-- SELECTED TEXT start --

Jump to content

Do you colour grade/correct first or do the VFX first?


Recommended Posts

Hey guys, soon making a corporate and require VFX. This is the first time I have needed a VFX team. What is the process? Collect footage > VFX > Colour grade? Or collect footage > Colour grade > VFX? Thanks in advance!

Link to comment
Share on other sites

  • Premium Member

you always do the VFX to the original footage or to the online intermediate format used in the whole pipeline. not to the color corrected versions. the idea is to use the best quality original footage in vfx to maintain best quality but to maintain color consistency at the same time and to be able to change the grade after the time-consuming vfx is made (the vfx team just ADDS the effects to the material, NOT changes the colors. otherwise it's impossible to match the effected clip's color to the other ones of the same scene when you grade the movie. RAW post pipeline can be challenging because someone has to decide which raw processing settings to use to the vfx shots BEFORE any color grading or VFX is done and different software can do the raw processing differently. usually it's most practical to do the grade in RAW but do the VFX in RGB to be absolutely sure that the vfx pipeline does not affect the colors, just adds to and removes elements from the image.

 

If using anything but RAW in the post pipeline (RGB, YUV formats) you can do the color correction to the version which has no vfx yet and the vfx team can do the effects to the uncorrected original materials at the same time, then when the vfx is ready you replace the original clips in color correction software with the effected ones. This way you can start color correction without needing to wait that all of the vfx is ready, and when they are finished you simply replace the original clips in grading software with the effected ones and copy the same grading settings.

 

one usual way is to do online in, for example, 10bit dpx (all movie first rendered to intermediate standard format, for example dpx or tiff, and then it all goes to color correction but the vfx images are hand-picked from the dpx of tiff sequence in online software, vfx is made to them working in dpx and when ready they are added to the grade in dpx and the grading settings are copied.

 

 

for example, if you have a scene where a boy and a girl talk on the street, and there is one sky replacement shot and one vfx explosion in the scene. if you are grading raw you should first do the online and import all the movie to the color grading software. Then, you have to make the raw "developing" to the scene (not necessarily to the other scenes of the movie, just this one which involves effects.)

Now you have the roughly corrected image (ONLY the raw settings touched: ISO, color temperature, debayer, etc. DO DOT touch the rgb processing section! )

Now when you have all the settings made to the scene which you have to do in raw, you can render the vfx shots in as less compressed format as possible. 16-bit TIFF sequence could be most useful.

-- SELECTED TEXT end --

* TO DO *
(1) In the forum thread, what format does the reply suggest could be most useful for rendering the VFX shots?
(2) Gather every line of the records that contains the word "door", matching case exactly.

-- RECORD SET start --

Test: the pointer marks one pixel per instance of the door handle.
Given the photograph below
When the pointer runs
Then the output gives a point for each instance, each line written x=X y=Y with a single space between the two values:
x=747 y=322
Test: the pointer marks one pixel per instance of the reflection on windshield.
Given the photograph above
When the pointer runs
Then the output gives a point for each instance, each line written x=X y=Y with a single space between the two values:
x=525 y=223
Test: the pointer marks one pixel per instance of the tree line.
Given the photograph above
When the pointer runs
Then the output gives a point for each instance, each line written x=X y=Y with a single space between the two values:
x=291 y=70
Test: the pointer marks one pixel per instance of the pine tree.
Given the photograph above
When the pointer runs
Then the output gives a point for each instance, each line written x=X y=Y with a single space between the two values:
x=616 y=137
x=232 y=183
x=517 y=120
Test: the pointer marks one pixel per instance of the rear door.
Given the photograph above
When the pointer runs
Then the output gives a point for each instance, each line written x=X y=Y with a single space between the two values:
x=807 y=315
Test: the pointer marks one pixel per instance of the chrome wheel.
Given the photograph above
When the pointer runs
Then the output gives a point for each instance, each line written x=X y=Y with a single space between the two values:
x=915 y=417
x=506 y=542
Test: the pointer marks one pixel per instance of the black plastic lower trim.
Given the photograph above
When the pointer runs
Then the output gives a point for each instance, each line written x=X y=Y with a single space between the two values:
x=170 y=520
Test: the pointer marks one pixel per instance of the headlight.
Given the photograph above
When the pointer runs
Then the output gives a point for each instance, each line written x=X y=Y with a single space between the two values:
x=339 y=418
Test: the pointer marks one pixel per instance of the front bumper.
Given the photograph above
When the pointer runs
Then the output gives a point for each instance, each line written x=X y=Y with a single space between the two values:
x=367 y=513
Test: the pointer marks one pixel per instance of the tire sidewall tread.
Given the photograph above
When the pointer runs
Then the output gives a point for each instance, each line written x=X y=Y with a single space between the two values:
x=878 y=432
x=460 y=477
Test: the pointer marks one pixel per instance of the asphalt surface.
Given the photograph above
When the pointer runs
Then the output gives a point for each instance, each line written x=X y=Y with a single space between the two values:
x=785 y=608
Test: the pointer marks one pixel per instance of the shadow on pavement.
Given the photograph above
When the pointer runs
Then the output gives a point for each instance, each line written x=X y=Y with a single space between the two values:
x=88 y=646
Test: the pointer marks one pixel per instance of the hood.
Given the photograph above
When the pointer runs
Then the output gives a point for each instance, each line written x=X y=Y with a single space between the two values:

-- RECORD SET end --

* ANSWERS PER TASK *
(1) A 16-bit TIFF sequence.

(2)
Test: the pointer marks one pixel per instance of the door handle.
Test: the pointer marks one pixel per instance of the rear door.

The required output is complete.